Assignment
Output the portion of the bacteria-extinction passage that runs from "More generally, given" to "step is nonpositive.", copied word for word.

== Text passage ==

More generally, given independent and identically distributed random variables X₁, X₂, ... with finite expectation, we have that [sum]X_i will go to infinity when EX > 0, will go to -infinity when EX < 0, and will oscillate between positive and negative infinitely often when EX = 0 (with probability 1, of course). So for this problem, the bacteria will die out with probability 1 when the expected change in the number of bacteria each step is nonpositive.

In terms of P(x) = [sum] p_kx^k, we get the value of a by observing where a₀ = 0 goes after repeated application of P; this is just the smallest nonnegative root of P(x) - x = 0. Note that P(x) - x is convex, so it will have a root smaller than 1 if and only if the derivative at 1 is positive. But

d(P(x)-x)/dx (1) = [sum] k p_k - 1

which is indeed the expected rate of change of the population, so it agrees with the above.

===
== Study material ==

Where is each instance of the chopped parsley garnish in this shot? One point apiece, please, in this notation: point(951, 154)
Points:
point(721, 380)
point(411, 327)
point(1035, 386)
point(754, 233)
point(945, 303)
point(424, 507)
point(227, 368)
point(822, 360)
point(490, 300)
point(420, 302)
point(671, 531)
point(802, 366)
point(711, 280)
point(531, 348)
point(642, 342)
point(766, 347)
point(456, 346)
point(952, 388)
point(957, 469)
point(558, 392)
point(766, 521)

===

Task answer
More generally, given independent and identically distributed random variables X₁, X₂, ... with finite expectation, we have that [sum]X_i will go to infinity when EX > 0, will go to -infinity when EX < 0, and will oscillate between positive and negative infinitely often when EX = 0 (with probability 1, of course). So for this problem, the bacteria will die out with probability 1 when the expected change in the number of bacteria each step is nonpositive.